• Task requirements
Write out the listing below again, precisely as it is given.

• Dataset records

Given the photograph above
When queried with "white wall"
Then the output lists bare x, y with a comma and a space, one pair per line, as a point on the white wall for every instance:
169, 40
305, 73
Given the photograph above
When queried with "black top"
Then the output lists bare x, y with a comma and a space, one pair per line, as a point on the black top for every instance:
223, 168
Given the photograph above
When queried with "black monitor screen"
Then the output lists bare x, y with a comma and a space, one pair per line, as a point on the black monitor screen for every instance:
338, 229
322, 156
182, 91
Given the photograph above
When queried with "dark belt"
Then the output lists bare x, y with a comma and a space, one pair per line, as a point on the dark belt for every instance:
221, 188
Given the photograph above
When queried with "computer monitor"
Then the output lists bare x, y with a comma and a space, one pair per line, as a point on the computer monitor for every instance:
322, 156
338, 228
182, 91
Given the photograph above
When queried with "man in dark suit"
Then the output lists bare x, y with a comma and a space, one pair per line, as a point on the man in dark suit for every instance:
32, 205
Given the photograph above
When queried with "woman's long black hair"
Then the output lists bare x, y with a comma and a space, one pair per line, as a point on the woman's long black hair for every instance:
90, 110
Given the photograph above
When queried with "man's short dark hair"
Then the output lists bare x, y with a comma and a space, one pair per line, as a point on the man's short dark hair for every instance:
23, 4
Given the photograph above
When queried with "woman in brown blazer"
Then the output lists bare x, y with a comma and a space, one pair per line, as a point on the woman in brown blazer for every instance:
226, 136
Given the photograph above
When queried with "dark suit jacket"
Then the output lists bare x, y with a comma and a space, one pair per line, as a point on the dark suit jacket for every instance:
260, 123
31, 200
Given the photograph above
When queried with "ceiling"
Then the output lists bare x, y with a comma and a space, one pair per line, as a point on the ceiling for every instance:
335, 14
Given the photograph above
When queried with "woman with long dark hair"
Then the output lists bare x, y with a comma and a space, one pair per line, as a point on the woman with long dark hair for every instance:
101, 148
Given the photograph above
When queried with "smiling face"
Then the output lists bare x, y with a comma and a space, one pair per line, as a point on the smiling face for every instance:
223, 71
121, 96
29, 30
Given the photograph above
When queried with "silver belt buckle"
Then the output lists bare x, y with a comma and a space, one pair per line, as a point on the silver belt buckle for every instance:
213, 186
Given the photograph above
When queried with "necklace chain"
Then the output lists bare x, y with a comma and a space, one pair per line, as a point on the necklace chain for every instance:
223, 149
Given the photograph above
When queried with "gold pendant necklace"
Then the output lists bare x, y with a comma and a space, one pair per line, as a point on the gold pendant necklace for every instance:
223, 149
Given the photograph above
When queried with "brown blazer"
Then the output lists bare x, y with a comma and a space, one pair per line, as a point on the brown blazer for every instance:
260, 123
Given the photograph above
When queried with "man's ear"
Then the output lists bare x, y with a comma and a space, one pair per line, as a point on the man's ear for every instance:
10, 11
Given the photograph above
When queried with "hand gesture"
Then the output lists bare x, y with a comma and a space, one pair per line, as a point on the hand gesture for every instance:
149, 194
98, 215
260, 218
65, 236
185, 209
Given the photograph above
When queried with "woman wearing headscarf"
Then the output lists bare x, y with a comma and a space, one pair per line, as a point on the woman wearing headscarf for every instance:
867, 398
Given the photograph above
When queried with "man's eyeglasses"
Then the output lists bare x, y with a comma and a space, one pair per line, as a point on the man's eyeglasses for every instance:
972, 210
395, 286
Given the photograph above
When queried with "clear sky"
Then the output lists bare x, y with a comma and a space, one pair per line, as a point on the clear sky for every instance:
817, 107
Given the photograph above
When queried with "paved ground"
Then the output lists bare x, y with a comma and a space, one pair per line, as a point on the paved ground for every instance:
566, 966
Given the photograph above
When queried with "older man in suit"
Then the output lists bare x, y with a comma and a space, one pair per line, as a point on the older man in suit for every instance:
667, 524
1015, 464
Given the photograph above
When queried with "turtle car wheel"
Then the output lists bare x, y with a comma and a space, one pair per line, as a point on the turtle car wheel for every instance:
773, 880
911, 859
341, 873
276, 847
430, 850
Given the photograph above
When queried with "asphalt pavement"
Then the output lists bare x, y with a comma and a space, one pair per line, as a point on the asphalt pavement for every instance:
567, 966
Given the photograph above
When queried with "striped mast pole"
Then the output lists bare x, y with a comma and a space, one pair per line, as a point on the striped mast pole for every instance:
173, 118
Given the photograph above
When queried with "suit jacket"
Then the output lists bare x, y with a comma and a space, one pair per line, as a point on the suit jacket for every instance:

• Task solution
Given the photograph above
When queried with "white wall"
Then the output lists bare x, y with a comma and a space, one pair per line, as a point on the white wall for every instance:
169, 40
305, 73
Given the photograph above
When queried with "black top"
Then the output lists bare x, y with a comma and a space, one pair per line, as a point on the black top for every instance:
223, 168
Given the photograph above
When queried with "black monitor screen"
Then the output lists bare x, y with a comma and a space, one pair per line, as a point on the black monitor screen for every instance:
338, 229
322, 156
182, 91
Given the photograph above
When queried with "dark belt"
Then the output lists bare x, y with a comma and a space, one pair per line, as a point on the dark belt for every instance:
221, 188
Given the photograph above
When queried with "computer monitor"
Then the output lists bare x, y with a comma and a space, one pair per line, as a point on the computer monitor for every instance:
322, 156
338, 228
182, 91
Given the photograph above
When queried with "man in dark suit"
Then the output lists bare x, y with a comma and a space, one pair per line, as a point on the man in dark suit for every instance:
32, 205
Given the photograph above
When queried with "woman's long black hair"
Then the output lists bare x, y with a comma and a space, one pair per line, as a point on the woman's long black hair for every instance:
90, 110
Given the photograph above
When queried with "man's short dark hair"
Then the output lists bare x, y with a comma and a space, one pair per line, as a point on the man's short dark hair for every instance:
23, 4
Given the photograph above
When queried with "woman in brown blazer"
Then the output lists bare x, y with a comma and a space, one pair per line, as a point on the woman in brown blazer for every instance:
226, 136
Given the photograph above
When queried with "dark suit jacket"
Then the output lists bare x, y with a comma and a space, one pair per line, as a point on the dark suit jacket for every instance:
260, 123
31, 200
Given the photograph above
When queried with "ceiling"
Then the output lists bare x, y with a comma and a space, one pair per line, as a point on the ceiling for every instance:
335, 14
Given the photograph above
When queried with "woman with long dark hair"
Then the output lists bare x, y with a comma and a space, one pair per line, as a point on the woman with long dark hair for every instance:
101, 148
Given the photograph above
When queried with "smiling face"
Then the output lists bare x, y with a comma and a space, one pair per line, as a point on the smiling face for every instance:
223, 71
121, 96
29, 30
Given the photograph above
When queried with "silver belt buckle"
Then the output lists bare x, y with a comma and a space, one pair per line, as a point on the silver belt buckle for every instance:
213, 186
Given the photograph above
When queried with "necklace chain"
Then the output lists bare x, y with a comma and a space, one pair per line, as a point on the necklace chain for every instance:
223, 149
Given the photograph above
When queried with "gold pendant necklace"
Then the output lists bare x, y with a comma and a space, one pair per line, as a point on the gold pendant necklace for every instance:
223, 149
Given the photograph above
When queried with "brown blazer"
Then the output lists bare x, y with a comma and a space, one pair per line, as a point on the brown blazer for every instance:
260, 123
Given the photograph above
When queried with "man's ear"
Then the output lists bare x, y with a comma and a space, one pair per line, as a point on the man's ear for every instance:
10, 11
Given the photograph above
When queried with "hand gesture"
Then the output lists bare x, y with a comma and a space, one pair per line, as a point on the hand gesture for every instance:
149, 194
98, 215
260, 218
65, 236
185, 209
Given the photograph above
When queried with "woman wearing headscarf"
Then the output lists bare x, y with a comma and a space, one pair per line, as a point on the woman wearing headscarf for every instance:
867, 398
Given the photograph above
When queried with "man's eyeglasses"
Then the output lists bare x, y with a comma and a space, one pair per line, as a point on the man's eyeglasses for every instance:
972, 210
395, 286
Given the photograph above
When queried with "clear sky"
Then the output lists bare x, y with a comma and a space, one pair per line, as a point on the clear sky for every instance:
817, 107
Given the photograph above
When queried with "paved ground"
Then the output lists bare x, y with a comma and a space, one pair per line, as a point on the paved ground for every instance:
566, 966
Given the photograph above
When queried with "older man in suit"
Then the output lists bare x, y with a comma and a space, one pair per line, as a point on the older man in suit for every instance:
667, 524
1015, 464
Given the photograph above
When queried with "turtle car wheel"
Then the output lists bare x, y with a comma and a space, one pair per line, as a point on the turtle car wheel for every instance:
773, 880
911, 859
341, 873
276, 847
430, 850
Given the photograph above
When queried with "asphalt pavement"
Then the output lists bare x, y with a comma and a space, one pair per line, as a point on the asphalt pavement for every instance:
567, 966
Given the photograph above
When queried with "striped mast pole"
Then the output lists bare x, y with a comma and a space, one pair per line, as a point on the striped mast pole for every instance:
173, 118
Given the photograph above
When queried with "suit jacket"
Then the output lists bare x, y with a comma and a space, one pair per line, as a point on the suit jacket for every instance:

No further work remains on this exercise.